Return all of the entries exactly, with nothing added or left out.

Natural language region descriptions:
Content starts
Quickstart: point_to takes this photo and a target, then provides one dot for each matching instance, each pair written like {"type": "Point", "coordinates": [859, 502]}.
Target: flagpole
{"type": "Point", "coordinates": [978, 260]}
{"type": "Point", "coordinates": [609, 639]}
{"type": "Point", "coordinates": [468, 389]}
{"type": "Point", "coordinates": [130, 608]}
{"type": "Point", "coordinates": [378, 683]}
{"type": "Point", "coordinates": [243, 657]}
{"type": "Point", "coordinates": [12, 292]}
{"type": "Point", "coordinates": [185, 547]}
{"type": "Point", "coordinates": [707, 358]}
Content ends
### Response below
Quickstart: point_to takes this photo and a target, then provides one dot for each matching instance, each pair written like {"type": "Point", "coordinates": [859, 502]}.
Target: flagpole
{"type": "Point", "coordinates": [978, 260]}
{"type": "Point", "coordinates": [609, 639]}
{"type": "Point", "coordinates": [468, 389]}
{"type": "Point", "coordinates": [130, 608]}
{"type": "Point", "coordinates": [378, 683]}
{"type": "Point", "coordinates": [243, 657]}
{"type": "Point", "coordinates": [12, 292]}
{"type": "Point", "coordinates": [185, 547]}
{"type": "Point", "coordinates": [707, 358]}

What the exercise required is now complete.